Document passage:
※

Sunday, April 29, 2018

Abiding in Love: Sermon for the Fifth Sunday in Easter, Year B

“There's nothing you can do that can't be done;
Nothing you can sing that can't be sung;
Nothing you can say, but you can learn how to play the game;
It's easy!
Nothing you can make that can't be made;
No one you can save that can't be saved;
Nothing you can do, but you can learn how to be you in time; 
It's easy!
All you need is love. All you need is love.
All you need is love, love. Love is all you need.”(1)

Our readings today remind us that John the Beatle’s message overlaps heavily with John the Evangelist’s message. Both were trying to address the question of how we live our best life—our most authentic life. And our readings today remind us that they both arrived at the same conclusion:
Love IS all you need.
John the Beatle just added catchy music. But the message remains the same. Love is all we need. And all we need is love.

※

Work to complete:
Write out the sermon again starting with "Nothing you can make" and going on through "we need is love.", switching "catchy music" to "a catchy tune".

Data extract:
※

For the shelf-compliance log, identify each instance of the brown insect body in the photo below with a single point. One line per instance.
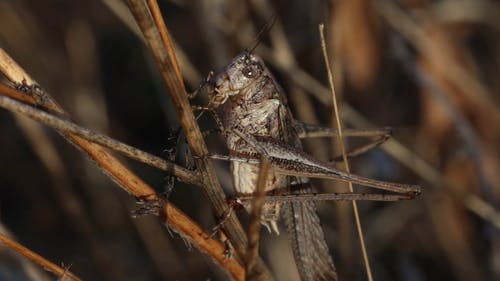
(251, 105)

※

Complete answer:
Nothing you can make that can't be made;
No one you can save that can't be saved;
Nothing you can do, but you can learn how to be you in time; 
It's easy!
All you need is love. All you need is love.
All you need is love, love. Love is all you need.”(1)

Our readings today remind us that John the Beatle’s message overlaps heavily with John the Evangelist’s message. Both were trying to address the question of how we live our best life—our most authentic life. And our readings today remind us that they both arrived at the same conclusion:
Love IS all you need.
John the Beatle just added a catchy tune. But the message remains the same. Love is all we need. And all we need is love.